Raw data:
>>>>>

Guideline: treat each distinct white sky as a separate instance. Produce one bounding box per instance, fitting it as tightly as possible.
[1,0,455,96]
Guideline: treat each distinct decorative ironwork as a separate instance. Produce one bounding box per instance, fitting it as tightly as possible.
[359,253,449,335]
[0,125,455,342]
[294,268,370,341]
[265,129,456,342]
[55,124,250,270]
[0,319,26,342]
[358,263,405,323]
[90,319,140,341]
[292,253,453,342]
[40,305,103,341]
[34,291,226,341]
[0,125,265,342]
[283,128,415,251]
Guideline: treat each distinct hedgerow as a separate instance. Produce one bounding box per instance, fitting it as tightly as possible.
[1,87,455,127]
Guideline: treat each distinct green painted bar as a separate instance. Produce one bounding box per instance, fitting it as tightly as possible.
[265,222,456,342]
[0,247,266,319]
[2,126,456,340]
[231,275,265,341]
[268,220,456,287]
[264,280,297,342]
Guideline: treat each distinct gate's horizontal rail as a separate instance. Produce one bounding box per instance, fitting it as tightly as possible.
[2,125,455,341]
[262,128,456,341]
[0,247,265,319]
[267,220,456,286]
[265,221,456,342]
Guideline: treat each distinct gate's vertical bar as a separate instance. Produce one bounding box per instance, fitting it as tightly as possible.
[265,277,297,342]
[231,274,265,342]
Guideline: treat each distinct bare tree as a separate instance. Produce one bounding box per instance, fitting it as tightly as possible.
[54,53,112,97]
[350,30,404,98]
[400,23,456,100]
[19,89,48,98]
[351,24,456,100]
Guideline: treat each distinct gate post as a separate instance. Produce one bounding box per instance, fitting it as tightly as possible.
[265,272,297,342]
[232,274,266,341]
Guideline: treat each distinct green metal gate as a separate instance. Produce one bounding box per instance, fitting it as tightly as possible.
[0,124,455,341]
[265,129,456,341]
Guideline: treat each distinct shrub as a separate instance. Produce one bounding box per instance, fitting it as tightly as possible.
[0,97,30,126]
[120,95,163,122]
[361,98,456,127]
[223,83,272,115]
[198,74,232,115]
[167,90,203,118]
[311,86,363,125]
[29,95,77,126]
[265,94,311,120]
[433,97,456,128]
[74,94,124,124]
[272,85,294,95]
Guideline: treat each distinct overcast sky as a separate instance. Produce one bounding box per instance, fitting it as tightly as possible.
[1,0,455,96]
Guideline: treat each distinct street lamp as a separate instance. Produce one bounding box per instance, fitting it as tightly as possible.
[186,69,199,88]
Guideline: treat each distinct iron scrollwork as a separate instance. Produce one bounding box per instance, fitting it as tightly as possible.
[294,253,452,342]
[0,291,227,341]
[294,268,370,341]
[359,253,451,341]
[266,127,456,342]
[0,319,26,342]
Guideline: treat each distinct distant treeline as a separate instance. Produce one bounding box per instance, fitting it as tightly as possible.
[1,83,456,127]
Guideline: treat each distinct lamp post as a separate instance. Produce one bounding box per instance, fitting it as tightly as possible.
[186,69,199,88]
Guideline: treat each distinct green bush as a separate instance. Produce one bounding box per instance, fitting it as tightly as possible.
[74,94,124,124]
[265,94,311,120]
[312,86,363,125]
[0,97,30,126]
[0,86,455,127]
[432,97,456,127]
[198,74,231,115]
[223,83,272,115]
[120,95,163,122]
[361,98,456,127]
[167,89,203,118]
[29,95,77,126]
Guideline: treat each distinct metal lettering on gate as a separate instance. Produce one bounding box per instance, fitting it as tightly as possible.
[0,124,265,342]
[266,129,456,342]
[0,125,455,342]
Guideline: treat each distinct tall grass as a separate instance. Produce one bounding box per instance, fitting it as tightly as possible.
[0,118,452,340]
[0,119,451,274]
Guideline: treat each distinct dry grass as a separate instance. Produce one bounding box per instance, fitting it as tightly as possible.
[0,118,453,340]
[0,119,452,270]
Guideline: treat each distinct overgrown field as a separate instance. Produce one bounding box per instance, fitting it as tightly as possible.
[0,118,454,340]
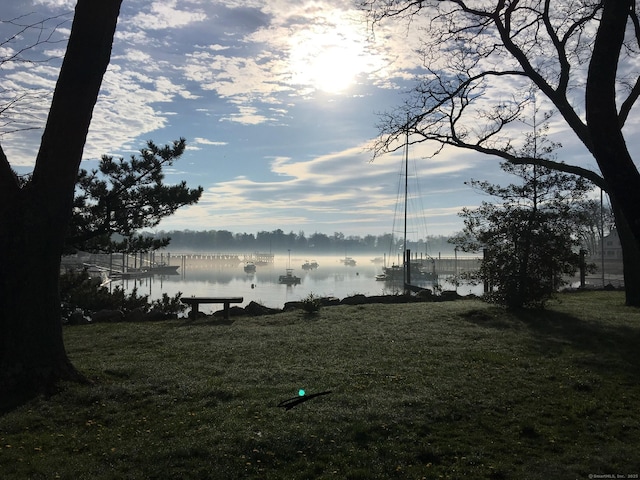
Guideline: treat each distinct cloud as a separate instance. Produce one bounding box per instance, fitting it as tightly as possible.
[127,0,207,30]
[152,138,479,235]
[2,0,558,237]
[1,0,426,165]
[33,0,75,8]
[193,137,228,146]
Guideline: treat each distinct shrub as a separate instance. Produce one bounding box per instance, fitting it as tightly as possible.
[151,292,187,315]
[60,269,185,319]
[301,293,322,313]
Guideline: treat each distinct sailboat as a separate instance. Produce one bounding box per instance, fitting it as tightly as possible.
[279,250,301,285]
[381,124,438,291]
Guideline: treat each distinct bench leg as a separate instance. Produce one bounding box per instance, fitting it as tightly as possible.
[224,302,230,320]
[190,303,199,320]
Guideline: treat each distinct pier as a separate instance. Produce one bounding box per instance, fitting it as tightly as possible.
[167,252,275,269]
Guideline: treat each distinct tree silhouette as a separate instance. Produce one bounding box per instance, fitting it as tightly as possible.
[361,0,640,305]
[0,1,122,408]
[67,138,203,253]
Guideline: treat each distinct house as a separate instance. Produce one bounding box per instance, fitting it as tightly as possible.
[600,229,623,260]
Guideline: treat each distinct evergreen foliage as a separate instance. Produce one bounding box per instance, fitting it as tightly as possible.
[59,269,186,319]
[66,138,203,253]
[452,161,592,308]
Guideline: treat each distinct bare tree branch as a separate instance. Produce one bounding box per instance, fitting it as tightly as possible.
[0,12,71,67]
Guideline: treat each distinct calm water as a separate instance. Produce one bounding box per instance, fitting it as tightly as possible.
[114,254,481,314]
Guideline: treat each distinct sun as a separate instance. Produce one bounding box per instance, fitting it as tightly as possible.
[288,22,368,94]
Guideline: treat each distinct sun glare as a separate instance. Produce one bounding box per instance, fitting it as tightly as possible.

<<<<<

Try it: Nothing but the line with "Guideline: treat each distinct house" and the lines after it, through the end of the material, should appear in the output, word for word.

Answer space:
Guideline: treat each distinct house as a separate instance. Produce one bounding box per instance, fitting it as tightly as possible.
[600,229,623,260]
Guideline: treat each distinct evergreen foliage as a separate instance. Produce one bounding box per instance, fitting it as tightly as possible.
[59,269,186,319]
[66,138,203,253]
[452,161,592,308]
Guideline: treat each distinct bare tree branch as a separate instance. Produce one bounding box per instance, fitting it as tightly as possible.
[0,12,71,67]
Guideline: treat each distinct calm water as a separate instance. Produce one bounding box per instance, fitting it as tightly as possible.
[114,254,481,314]
Guideline: treat each distinct sun as a separate instance. Produce one bounding box per instance, fitting it as tightly as possible.
[288,22,368,94]
Guideline: treat each distinct sun glare as a separate instance. Produce one bounding box per instance, fitting it as tightly as possible.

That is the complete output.